### Stored data
= = =

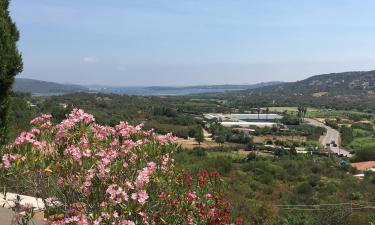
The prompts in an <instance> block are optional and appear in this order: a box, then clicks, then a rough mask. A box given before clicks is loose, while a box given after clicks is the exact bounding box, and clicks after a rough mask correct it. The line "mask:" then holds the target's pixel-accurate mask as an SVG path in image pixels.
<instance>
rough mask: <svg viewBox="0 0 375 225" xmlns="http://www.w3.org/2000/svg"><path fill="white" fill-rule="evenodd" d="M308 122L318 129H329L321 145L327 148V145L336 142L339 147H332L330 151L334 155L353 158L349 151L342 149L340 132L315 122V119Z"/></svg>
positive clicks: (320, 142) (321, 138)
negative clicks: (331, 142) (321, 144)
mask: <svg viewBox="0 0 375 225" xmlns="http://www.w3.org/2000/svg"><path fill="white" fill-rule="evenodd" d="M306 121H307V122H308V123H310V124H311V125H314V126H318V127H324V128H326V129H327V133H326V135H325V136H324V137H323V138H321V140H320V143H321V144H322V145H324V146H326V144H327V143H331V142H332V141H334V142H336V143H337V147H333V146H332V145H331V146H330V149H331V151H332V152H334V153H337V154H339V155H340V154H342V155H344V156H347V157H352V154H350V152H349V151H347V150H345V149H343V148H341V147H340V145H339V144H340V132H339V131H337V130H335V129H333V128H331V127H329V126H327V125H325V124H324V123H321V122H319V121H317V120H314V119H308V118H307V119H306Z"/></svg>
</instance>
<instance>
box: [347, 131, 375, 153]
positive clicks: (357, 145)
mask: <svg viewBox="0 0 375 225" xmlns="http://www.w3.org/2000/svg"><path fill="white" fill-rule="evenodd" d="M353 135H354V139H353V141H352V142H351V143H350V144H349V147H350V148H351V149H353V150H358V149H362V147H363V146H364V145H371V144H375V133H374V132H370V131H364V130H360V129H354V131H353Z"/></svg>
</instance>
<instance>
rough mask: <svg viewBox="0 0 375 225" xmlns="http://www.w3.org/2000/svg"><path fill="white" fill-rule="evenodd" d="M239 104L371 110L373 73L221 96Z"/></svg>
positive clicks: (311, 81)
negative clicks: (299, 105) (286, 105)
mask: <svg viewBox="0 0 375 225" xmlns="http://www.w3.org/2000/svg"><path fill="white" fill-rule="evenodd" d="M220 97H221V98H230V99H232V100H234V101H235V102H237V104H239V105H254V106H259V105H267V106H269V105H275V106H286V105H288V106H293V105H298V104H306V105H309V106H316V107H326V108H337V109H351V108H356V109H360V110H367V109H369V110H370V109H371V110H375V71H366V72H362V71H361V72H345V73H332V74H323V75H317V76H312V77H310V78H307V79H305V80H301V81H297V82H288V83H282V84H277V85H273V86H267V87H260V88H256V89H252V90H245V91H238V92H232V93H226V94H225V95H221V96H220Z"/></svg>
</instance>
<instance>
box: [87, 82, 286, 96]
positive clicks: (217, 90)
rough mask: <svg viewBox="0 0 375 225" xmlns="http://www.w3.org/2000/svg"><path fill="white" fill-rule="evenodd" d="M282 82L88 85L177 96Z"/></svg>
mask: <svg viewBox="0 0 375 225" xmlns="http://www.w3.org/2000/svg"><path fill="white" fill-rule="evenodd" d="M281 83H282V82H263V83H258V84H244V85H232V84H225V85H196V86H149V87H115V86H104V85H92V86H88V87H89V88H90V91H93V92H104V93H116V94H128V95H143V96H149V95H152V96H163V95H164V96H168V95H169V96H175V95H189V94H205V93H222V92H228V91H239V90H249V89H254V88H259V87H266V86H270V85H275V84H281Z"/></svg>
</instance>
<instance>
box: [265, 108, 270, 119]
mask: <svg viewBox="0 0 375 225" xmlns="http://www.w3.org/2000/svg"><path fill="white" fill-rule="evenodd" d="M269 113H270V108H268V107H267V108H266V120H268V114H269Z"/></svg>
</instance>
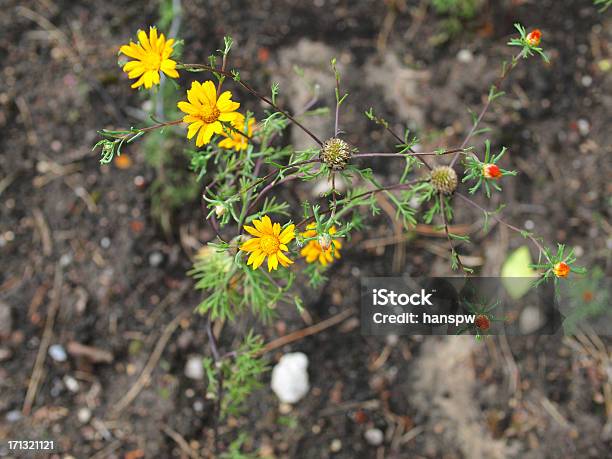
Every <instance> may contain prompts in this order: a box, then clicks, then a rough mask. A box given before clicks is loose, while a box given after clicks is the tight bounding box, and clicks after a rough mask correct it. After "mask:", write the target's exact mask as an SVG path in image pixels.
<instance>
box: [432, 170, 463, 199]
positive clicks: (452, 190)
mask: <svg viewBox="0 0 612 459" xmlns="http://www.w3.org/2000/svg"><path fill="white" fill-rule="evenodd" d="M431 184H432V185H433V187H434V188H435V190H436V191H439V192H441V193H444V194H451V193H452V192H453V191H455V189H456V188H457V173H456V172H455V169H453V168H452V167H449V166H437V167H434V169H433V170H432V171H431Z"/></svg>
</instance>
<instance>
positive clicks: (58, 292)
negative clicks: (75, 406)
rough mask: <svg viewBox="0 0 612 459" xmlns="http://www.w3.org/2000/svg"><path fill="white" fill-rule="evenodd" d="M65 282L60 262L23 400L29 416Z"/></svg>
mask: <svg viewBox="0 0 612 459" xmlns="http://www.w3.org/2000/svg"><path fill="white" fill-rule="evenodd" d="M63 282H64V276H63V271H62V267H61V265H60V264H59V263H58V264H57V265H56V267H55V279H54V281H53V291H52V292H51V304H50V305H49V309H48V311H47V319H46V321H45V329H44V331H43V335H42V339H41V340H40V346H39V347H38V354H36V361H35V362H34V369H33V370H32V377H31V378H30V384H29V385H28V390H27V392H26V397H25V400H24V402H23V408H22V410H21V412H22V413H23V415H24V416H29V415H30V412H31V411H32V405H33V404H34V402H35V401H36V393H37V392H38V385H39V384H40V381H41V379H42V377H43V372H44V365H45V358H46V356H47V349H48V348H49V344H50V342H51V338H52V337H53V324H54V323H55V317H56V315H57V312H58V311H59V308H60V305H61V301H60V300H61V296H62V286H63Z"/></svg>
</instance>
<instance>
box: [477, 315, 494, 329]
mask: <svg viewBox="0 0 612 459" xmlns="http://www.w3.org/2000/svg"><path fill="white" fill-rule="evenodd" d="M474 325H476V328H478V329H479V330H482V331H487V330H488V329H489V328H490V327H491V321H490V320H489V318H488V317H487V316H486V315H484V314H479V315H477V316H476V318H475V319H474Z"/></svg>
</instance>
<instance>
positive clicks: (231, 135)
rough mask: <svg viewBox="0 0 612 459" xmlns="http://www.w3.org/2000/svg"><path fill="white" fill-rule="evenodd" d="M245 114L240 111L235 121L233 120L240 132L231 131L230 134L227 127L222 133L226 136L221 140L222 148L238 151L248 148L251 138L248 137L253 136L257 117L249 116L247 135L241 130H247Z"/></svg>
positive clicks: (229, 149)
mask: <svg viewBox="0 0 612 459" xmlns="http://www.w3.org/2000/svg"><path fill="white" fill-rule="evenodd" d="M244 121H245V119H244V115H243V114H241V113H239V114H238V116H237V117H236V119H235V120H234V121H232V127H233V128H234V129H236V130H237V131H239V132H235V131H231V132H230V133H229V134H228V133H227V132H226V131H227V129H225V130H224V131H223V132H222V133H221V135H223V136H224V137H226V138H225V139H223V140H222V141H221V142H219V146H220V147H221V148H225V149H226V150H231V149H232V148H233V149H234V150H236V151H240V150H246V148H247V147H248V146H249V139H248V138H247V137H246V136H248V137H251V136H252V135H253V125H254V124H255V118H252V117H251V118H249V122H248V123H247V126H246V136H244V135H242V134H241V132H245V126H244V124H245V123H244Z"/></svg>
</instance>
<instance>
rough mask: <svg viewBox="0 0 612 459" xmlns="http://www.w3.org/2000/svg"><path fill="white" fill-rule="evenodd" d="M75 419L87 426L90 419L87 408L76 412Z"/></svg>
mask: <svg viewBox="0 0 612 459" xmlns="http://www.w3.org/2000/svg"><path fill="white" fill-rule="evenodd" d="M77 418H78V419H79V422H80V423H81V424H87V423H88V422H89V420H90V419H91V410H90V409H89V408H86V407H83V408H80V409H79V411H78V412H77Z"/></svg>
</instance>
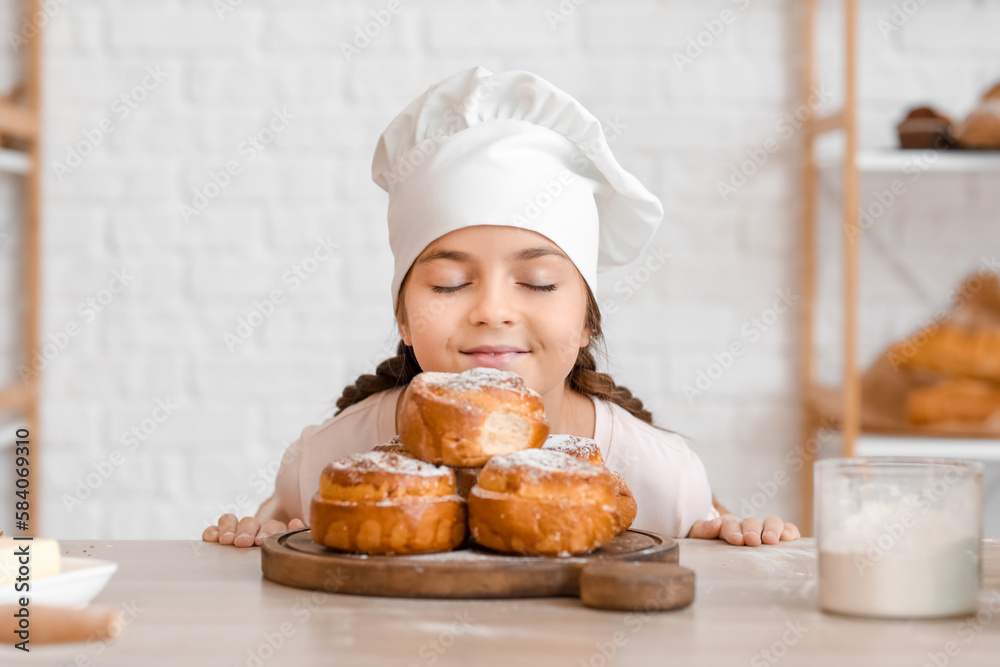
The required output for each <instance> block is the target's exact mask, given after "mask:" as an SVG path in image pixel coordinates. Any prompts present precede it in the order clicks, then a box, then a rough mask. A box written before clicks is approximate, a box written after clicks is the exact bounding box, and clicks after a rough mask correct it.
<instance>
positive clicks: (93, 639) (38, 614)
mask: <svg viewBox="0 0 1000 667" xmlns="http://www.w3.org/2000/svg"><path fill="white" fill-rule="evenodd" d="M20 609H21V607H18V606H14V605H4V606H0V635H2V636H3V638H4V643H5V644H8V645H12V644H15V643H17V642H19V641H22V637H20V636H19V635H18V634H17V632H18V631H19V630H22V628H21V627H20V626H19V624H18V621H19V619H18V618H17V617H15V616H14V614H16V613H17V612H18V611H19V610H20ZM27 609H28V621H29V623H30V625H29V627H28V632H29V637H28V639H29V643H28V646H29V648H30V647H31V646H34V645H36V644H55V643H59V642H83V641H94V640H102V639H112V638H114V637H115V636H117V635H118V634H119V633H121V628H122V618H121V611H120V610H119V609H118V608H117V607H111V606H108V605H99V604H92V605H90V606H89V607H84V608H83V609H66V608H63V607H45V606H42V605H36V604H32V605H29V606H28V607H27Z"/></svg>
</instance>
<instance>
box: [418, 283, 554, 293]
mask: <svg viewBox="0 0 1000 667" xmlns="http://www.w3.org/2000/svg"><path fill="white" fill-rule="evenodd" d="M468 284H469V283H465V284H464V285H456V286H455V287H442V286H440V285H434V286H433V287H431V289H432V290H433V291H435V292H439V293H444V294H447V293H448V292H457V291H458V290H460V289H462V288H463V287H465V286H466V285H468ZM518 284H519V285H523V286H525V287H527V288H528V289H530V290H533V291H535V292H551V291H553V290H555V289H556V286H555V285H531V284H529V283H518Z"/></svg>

= = =

### ACTIVITY
Reproduce the data from its beginning through the line containing "positive clicks: (320, 142) (321, 138)", changing every occurrence of "clicks" to "points" and leaving everything else as it is. Omit the pictures from the result.

### YOUR SOLUTION
The prompts in an <instance> block are optional and appear in this order: a box, then points, then a rough mask. A box given before points is loose, while a box given after points is the exact bounding box, and points after a rough mask correct it. The line "mask:" then holds the target's pixel-accurate mask as an SVG path in image pixels.
<instance>
rough mask: <svg viewBox="0 0 375 225" xmlns="http://www.w3.org/2000/svg"><path fill="white" fill-rule="evenodd" d="M308 122L318 129H329L321 145L327 148V145L336 142L339 147H332L330 151L334 155L353 158L349 151L342 149L340 132L315 122V119Z"/></svg>
positive points: (320, 142) (321, 138)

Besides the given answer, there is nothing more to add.